— WORK TO COMPLETE —
Every entry here needs to be repeated exactly.

------ GIVEN DATA ------

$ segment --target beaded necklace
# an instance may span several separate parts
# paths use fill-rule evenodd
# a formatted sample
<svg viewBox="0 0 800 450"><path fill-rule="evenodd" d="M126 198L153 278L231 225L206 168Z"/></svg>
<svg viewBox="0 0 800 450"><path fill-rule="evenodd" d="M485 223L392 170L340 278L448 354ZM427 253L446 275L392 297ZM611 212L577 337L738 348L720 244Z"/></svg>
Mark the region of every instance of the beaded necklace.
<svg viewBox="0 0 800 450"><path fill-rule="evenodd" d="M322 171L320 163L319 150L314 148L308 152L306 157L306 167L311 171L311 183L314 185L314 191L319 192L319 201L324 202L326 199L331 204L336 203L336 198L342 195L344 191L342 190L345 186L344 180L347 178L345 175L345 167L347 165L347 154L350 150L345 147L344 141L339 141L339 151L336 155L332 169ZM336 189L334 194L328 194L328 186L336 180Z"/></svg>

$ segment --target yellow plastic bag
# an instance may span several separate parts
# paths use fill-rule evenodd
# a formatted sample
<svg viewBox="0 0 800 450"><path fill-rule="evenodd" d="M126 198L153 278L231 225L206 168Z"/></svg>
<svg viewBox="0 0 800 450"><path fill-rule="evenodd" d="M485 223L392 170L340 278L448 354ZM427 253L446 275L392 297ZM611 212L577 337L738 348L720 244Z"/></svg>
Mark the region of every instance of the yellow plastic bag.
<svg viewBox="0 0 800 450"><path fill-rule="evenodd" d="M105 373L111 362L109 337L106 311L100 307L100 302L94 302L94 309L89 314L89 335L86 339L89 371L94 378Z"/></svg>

------

— THE OUTPUT —
$ segment --target beaded necklace
# an instance may span several separate parts
# paths use fill-rule evenodd
# a formatted sample
<svg viewBox="0 0 800 450"><path fill-rule="evenodd" d="M126 198L153 278L231 225L206 168Z"/></svg>
<svg viewBox="0 0 800 450"><path fill-rule="evenodd" d="M485 223L392 170L340 278L448 354ZM427 253L446 275L392 297ZM611 212L577 337L738 348L720 244Z"/></svg>
Mark the region of every instance of the beaded necklace.
<svg viewBox="0 0 800 450"><path fill-rule="evenodd" d="M322 171L320 163L319 150L314 148L308 152L306 157L306 167L311 171L311 183L314 185L314 191L319 192L319 201L324 202L326 199L331 204L336 203L336 198L342 195L344 191L342 190L345 186L344 180L347 178L345 175L345 167L347 165L347 154L350 150L345 147L344 141L339 141L339 151L336 155L332 169ZM336 189L334 194L328 194L328 186L336 180Z"/></svg>

$ segment --target yellow plastic bag
# an instance may span several separate parts
# paths use fill-rule evenodd
# a formatted sample
<svg viewBox="0 0 800 450"><path fill-rule="evenodd" d="M126 198L153 278L231 225L206 168Z"/></svg>
<svg viewBox="0 0 800 450"><path fill-rule="evenodd" d="M485 223L392 170L340 278L448 354ZM427 253L446 275L392 297ZM611 212L577 337L738 348L720 244Z"/></svg>
Mark the region of every instance of the yellow plastic bag.
<svg viewBox="0 0 800 450"><path fill-rule="evenodd" d="M105 373L111 362L109 337L106 311L100 307L100 302L94 302L94 309L89 314L89 335L86 339L89 371L94 378Z"/></svg>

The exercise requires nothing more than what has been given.